====== Record excerpts ======
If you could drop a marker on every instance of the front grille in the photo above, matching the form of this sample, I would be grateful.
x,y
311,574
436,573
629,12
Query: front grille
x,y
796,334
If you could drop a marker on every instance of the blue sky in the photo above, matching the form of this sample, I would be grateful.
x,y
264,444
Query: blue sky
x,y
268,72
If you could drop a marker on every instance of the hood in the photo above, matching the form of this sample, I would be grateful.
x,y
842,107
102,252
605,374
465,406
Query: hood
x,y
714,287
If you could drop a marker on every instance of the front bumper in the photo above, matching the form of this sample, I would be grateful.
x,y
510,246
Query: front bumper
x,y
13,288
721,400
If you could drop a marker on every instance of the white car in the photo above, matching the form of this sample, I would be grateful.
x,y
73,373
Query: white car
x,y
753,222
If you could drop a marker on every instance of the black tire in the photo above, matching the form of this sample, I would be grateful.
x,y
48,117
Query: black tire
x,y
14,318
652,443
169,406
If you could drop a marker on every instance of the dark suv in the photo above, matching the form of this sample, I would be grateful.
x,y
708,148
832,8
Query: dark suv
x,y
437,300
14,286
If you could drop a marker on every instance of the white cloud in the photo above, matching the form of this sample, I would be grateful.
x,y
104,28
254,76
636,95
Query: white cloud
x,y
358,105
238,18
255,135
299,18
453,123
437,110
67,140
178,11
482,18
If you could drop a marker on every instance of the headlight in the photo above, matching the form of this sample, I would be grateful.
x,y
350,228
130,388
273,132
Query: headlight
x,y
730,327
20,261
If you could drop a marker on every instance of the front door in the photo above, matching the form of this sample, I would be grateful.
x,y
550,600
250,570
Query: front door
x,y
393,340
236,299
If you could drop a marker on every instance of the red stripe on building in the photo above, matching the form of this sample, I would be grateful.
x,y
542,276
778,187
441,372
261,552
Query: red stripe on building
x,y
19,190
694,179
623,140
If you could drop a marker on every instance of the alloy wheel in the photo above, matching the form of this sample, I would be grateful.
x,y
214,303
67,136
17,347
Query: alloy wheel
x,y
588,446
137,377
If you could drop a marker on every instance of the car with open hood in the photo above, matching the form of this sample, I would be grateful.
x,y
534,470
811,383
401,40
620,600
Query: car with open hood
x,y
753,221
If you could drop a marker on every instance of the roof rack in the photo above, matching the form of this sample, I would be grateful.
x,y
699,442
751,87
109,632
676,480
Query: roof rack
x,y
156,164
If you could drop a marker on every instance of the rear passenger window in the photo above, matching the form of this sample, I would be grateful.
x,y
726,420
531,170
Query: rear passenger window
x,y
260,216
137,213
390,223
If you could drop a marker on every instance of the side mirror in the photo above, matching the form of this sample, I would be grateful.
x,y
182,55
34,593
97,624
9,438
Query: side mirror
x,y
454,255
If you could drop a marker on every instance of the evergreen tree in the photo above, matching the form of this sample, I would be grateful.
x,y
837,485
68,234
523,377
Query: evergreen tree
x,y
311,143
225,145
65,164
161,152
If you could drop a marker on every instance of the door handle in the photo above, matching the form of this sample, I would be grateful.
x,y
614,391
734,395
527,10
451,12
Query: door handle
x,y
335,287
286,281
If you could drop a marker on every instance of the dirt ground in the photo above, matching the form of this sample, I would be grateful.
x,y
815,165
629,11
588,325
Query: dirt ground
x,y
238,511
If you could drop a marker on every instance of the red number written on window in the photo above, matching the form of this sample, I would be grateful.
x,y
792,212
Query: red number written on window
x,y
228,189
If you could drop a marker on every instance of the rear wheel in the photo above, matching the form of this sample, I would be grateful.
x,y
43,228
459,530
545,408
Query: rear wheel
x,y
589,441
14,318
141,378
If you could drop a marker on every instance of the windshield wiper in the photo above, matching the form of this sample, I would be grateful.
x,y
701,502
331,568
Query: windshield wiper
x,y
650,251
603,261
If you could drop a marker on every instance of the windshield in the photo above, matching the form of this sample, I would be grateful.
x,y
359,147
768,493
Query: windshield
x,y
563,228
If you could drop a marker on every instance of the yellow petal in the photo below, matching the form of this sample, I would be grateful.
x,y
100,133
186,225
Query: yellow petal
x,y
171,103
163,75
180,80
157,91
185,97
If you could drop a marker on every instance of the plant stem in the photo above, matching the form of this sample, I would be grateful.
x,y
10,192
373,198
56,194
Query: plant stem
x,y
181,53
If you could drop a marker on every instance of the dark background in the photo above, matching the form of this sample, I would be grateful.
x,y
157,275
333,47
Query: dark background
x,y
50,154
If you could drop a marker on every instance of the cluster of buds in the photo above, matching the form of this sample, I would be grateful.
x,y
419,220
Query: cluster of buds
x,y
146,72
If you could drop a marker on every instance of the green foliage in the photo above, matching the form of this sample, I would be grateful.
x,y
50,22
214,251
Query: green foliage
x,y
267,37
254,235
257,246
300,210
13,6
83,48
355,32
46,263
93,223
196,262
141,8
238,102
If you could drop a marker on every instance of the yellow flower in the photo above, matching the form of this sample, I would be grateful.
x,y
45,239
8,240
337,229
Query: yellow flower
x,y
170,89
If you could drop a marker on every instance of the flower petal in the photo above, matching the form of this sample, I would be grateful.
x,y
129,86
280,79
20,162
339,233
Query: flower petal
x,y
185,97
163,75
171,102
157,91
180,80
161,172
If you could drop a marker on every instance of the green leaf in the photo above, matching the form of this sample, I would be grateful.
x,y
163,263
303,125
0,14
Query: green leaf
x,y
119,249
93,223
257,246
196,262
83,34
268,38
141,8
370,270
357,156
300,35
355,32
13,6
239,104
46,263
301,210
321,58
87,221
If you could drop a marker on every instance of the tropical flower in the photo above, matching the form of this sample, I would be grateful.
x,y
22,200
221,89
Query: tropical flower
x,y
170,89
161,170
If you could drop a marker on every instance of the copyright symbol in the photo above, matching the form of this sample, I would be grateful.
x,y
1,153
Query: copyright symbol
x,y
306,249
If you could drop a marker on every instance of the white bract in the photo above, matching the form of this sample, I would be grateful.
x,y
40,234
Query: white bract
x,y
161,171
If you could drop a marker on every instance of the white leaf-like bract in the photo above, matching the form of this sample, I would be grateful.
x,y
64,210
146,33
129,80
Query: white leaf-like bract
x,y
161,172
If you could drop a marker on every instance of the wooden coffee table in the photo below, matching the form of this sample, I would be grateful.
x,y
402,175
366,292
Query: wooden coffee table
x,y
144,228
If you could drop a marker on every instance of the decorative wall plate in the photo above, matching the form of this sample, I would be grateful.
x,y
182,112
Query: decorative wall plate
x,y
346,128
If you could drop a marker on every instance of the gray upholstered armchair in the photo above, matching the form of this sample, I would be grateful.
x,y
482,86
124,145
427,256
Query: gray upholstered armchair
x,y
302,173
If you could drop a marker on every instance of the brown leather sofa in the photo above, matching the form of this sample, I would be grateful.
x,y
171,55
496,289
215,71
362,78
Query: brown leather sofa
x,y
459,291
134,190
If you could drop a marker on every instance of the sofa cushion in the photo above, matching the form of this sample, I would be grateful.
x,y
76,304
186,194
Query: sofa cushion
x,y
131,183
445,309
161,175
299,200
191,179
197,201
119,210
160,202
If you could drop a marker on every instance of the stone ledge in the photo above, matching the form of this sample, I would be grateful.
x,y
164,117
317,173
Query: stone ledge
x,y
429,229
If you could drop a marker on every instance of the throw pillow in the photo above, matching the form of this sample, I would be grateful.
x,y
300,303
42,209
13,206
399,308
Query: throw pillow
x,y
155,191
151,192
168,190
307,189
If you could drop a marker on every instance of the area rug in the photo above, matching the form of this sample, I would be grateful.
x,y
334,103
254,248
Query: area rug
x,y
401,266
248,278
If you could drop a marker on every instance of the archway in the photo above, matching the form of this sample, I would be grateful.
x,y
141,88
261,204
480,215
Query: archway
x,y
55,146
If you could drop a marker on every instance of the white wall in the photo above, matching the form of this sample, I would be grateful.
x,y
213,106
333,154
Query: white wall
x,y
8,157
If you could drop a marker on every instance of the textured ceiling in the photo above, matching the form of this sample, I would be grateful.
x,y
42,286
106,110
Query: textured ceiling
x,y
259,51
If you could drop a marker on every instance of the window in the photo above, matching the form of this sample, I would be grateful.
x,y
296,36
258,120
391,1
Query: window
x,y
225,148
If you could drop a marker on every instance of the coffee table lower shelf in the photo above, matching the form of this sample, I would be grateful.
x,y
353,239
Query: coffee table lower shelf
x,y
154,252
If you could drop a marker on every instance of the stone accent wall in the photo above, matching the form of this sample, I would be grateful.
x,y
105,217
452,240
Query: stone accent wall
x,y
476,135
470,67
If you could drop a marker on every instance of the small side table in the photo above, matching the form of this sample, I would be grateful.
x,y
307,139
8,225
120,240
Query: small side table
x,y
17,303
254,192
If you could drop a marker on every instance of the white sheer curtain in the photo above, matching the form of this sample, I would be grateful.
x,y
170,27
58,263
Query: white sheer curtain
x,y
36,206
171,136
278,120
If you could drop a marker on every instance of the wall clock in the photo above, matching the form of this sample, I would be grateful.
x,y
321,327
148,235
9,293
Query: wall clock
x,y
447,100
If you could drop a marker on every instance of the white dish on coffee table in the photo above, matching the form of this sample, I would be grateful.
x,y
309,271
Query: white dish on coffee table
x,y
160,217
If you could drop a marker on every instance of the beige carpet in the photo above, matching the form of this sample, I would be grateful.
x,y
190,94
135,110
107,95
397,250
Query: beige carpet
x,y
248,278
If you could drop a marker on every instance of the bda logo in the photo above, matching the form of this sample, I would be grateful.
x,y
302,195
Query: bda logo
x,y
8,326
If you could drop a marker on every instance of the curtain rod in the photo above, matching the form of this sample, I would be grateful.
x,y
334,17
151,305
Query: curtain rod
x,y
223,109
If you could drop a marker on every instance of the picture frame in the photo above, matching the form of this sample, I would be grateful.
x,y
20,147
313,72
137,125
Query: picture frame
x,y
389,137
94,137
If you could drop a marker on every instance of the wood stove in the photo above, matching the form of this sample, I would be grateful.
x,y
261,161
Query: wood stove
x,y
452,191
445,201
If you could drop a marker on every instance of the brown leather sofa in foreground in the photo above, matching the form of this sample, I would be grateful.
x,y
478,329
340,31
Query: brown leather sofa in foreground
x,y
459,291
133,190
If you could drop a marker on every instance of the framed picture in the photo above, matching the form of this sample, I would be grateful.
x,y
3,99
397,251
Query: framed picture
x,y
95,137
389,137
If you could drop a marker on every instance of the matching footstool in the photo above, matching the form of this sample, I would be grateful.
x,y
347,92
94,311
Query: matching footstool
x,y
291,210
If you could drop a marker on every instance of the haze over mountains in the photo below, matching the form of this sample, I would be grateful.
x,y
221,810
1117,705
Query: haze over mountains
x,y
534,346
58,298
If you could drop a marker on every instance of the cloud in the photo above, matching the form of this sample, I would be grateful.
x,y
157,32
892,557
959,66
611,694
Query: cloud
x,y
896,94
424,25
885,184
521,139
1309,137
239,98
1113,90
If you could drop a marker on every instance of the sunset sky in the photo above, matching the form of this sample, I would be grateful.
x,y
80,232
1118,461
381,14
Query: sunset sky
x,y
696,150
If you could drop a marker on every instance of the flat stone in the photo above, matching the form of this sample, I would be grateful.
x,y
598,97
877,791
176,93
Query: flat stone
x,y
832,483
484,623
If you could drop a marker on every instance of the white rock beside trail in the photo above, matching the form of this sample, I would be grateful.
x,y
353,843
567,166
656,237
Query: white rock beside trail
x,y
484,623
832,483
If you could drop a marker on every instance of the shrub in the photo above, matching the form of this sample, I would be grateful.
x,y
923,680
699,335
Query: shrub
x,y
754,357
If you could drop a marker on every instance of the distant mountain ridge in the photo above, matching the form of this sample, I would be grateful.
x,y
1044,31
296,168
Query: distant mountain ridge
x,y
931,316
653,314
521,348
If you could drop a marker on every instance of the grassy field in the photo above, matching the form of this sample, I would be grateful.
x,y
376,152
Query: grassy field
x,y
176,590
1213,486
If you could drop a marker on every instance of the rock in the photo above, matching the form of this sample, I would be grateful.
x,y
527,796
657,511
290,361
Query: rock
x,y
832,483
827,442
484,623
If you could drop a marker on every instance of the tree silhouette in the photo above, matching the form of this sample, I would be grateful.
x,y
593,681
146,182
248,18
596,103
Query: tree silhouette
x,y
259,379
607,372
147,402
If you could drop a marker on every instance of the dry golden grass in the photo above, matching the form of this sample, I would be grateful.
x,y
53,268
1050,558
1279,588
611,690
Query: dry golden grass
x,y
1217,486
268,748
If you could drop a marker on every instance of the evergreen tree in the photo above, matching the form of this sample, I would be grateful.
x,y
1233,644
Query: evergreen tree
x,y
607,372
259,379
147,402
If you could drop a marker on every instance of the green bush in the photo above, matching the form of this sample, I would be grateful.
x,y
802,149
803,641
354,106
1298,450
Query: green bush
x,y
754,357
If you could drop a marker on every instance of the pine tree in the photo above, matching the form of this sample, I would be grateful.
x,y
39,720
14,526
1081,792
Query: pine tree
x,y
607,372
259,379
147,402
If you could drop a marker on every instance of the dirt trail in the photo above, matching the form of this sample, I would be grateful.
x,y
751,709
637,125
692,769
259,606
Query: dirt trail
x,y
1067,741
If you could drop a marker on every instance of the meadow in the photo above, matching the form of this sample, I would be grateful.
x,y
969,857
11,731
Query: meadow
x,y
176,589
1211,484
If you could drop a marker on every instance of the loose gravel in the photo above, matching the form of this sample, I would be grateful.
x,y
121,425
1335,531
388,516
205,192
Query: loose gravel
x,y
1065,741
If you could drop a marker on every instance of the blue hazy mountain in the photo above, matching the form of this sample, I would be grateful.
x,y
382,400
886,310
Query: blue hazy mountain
======
■ Brief ■
Every line from the one containing "the dirt trail" through the last line of the entries must be written out verbatim, and no other line.

■ Full answer ■
If you could drop a marker on every instance of the dirt trail in the photo above, matching the form of this sample, I would be grateful.
x,y
751,709
637,125
692,769
259,606
Query: dirt trail
x,y
1067,741
If you could drop a marker on every instance of the meadow in the photo above, matching the form of this sample, I would be grateful.
x,y
969,857
11,731
Query: meadow
x,y
176,589
1211,484
If you could drop a marker on every instance of the loose gravel in the photo above, matching the form of this sample, I would be grateful.
x,y
121,425
1335,531
388,516
205,192
Query: loose gravel
x,y
1065,741
If you could drop a marker on every instance of the blue hazy mountain in the photo above, matching the form of this sample, I would be grateful.
x,y
382,400
886,310
Query: blue hazy mountain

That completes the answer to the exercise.